Given exercise
Every entry should be repeated exactly. Omit the pictures.

Dataset records
* * * * * * *

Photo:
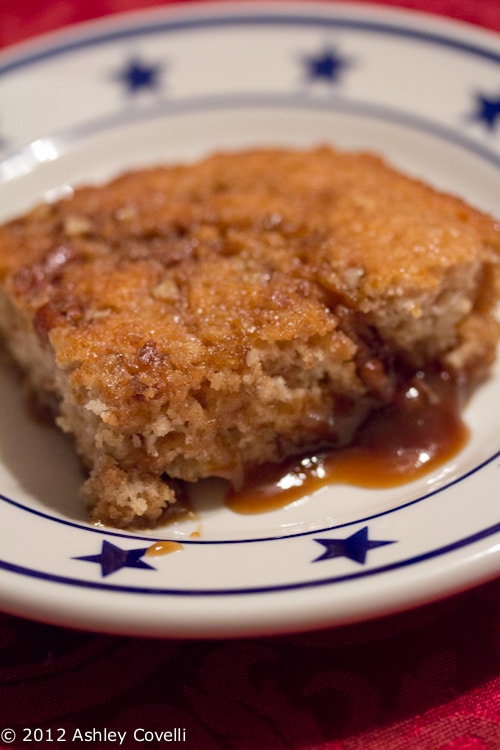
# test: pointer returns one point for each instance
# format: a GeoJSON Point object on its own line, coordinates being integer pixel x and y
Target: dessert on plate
{"type": "Point", "coordinates": [199, 320]}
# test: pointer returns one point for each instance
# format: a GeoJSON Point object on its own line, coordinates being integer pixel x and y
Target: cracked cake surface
{"type": "Point", "coordinates": [197, 320]}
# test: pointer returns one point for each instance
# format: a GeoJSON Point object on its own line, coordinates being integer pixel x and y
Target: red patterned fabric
{"type": "Point", "coordinates": [424, 680]}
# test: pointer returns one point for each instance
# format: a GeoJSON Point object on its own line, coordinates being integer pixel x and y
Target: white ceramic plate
{"type": "Point", "coordinates": [173, 85]}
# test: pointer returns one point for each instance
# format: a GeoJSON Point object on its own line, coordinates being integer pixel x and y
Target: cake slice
{"type": "Point", "coordinates": [199, 320]}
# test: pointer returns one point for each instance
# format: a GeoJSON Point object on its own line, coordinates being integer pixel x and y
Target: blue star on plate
{"type": "Point", "coordinates": [355, 547]}
{"type": "Point", "coordinates": [327, 65]}
{"type": "Point", "coordinates": [138, 75]}
{"type": "Point", "coordinates": [113, 558]}
{"type": "Point", "coordinates": [488, 110]}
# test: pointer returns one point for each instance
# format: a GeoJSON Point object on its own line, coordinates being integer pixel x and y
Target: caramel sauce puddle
{"type": "Point", "coordinates": [419, 431]}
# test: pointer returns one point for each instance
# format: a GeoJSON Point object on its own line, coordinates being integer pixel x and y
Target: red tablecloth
{"type": "Point", "coordinates": [424, 680]}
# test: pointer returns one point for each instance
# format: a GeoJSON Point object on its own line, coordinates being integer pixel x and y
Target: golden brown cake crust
{"type": "Point", "coordinates": [196, 320]}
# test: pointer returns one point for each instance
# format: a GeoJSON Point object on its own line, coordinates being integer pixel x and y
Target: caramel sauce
{"type": "Point", "coordinates": [163, 548]}
{"type": "Point", "coordinates": [420, 430]}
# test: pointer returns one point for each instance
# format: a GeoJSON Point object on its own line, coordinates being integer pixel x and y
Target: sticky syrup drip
{"type": "Point", "coordinates": [419, 431]}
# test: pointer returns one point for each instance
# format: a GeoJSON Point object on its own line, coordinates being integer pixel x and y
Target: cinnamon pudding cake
{"type": "Point", "coordinates": [202, 320]}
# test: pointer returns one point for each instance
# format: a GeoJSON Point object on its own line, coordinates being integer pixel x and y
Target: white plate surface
{"type": "Point", "coordinates": [173, 85]}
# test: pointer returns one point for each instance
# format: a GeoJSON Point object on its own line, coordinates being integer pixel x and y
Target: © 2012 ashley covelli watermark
{"type": "Point", "coordinates": [37, 735]}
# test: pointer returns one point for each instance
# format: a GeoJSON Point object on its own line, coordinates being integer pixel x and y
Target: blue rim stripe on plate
{"type": "Point", "coordinates": [209, 22]}
{"type": "Point", "coordinates": [438, 552]}
{"type": "Point", "coordinates": [389, 511]}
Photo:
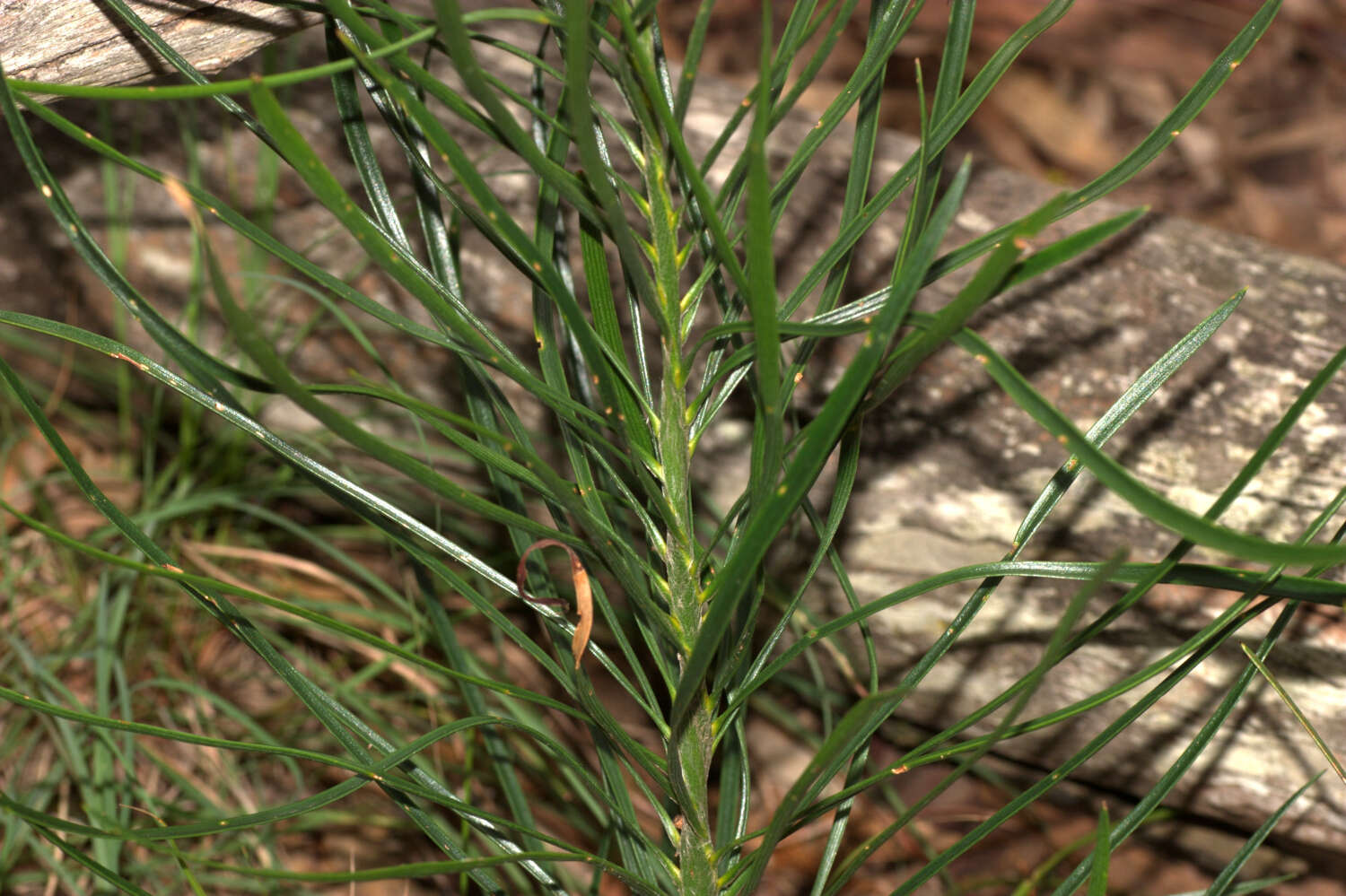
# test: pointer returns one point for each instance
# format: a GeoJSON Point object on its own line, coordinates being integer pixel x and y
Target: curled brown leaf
{"type": "Point", "coordinates": [583, 595]}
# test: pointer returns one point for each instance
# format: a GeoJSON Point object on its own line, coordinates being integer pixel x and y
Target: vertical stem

* * * * * * *

Exercise output
Photo:
# test: pointer returns one point for each instance
# format: a GeoJSON Point object on its own line, coordinates being integer pixel x and y
Target: dessert on plate
{"type": "Point", "coordinates": [199, 320]}
# test: pointer returns one point for each instance
# format: a GeoJSON Point object on its own line, coordinates being integer pixel x and y
Target: cracked cake surface
{"type": "Point", "coordinates": [197, 320]}
# test: pointer returns one point for each instance
# format: a GeoJSON Point object on its own line, coordinates being integer pixel x and y
Target: red patterned fabric
{"type": "Point", "coordinates": [424, 680]}
# test: pointer returns one point for each instance
# format: a GeoJSON Point object on its own line, coordinates being integer pixel x and y
Target: white ceramic plate
{"type": "Point", "coordinates": [173, 85]}
# test: pointer returns one point for each instance
# format: a GeoJSON Point object on its own line, coordinates being integer pixel x and y
Target: cake slice
{"type": "Point", "coordinates": [199, 320]}
# test: pointer returns one point for each instance
# format: a GeoJSON Point object on its own line, coordinates being integer pixel x and y
Target: blue star on plate
{"type": "Point", "coordinates": [355, 547]}
{"type": "Point", "coordinates": [327, 65]}
{"type": "Point", "coordinates": [138, 75]}
{"type": "Point", "coordinates": [113, 558]}
{"type": "Point", "coordinates": [488, 110]}
# test: pointer returns one point for each instance
# format: a GeoJSON Point object on its own line, coordinates being integer pixel x and y
Target: caramel sauce puddle
{"type": "Point", "coordinates": [419, 431]}
# test: pointer returns one point for each instance
# format: a GeoJSON Point object on its own line, coordinates being integer pixel x and y
Target: red tablecloth
{"type": "Point", "coordinates": [424, 680]}
# test: pointer returns one point for each instance
# format: a GeoJSON Point object on its own line, coordinates being integer pixel x and y
Target: golden brown cake crust
{"type": "Point", "coordinates": [196, 320]}
# test: pointer returns one point for each instance
# format: a GeoJSON Point object on its own line, coordinates being integer pixel x and y
Target: caramel sauce
{"type": "Point", "coordinates": [163, 548]}
{"type": "Point", "coordinates": [420, 430]}
# test: pointer returns one point for each instance
# format: a GeoJSON Point object on its own line, coordinates being integer pixel x and y
Target: sticky syrup drip
{"type": "Point", "coordinates": [419, 431]}
# test: pointer returns one point for each instance
# format: a GeoJSON Point object on its own line, coordinates being integer pixel x and y
Target: cinnamon pudding cake
{"type": "Point", "coordinates": [202, 320]}
# test: pointer returns one point for each instance
# format: a GeoJSON Point object on its own line, coordinates being integer pixel x and y
Target: white plate surface
{"type": "Point", "coordinates": [173, 85]}
# test: pointer returns one point for each instance
# format: a GeoJSON Point object on its own line, coordinates being integer pixel x and y
Target: © 2012 ashley covelli watermark
{"type": "Point", "coordinates": [37, 735]}
# test: pointer returns one point for each instance
# format: a GeoJSON Point object on its own line, coordinates being integer pixel x and y
Target: blue rim stripe on plate
{"type": "Point", "coordinates": [209, 22]}
{"type": "Point", "coordinates": [438, 552]}
{"type": "Point", "coordinates": [389, 511]}
Photo:
# test: pointer returns one point for each instance
# format: a GeoJSON Point object on its own line, coordinates being integer pixel x and y
Target: curled brown leaf
{"type": "Point", "coordinates": [583, 595]}
# test: pointer returns one point for each instance
# format: a GeoJSON Point object on its own line, coordinates being integer pixel x and y
Target: vertical stem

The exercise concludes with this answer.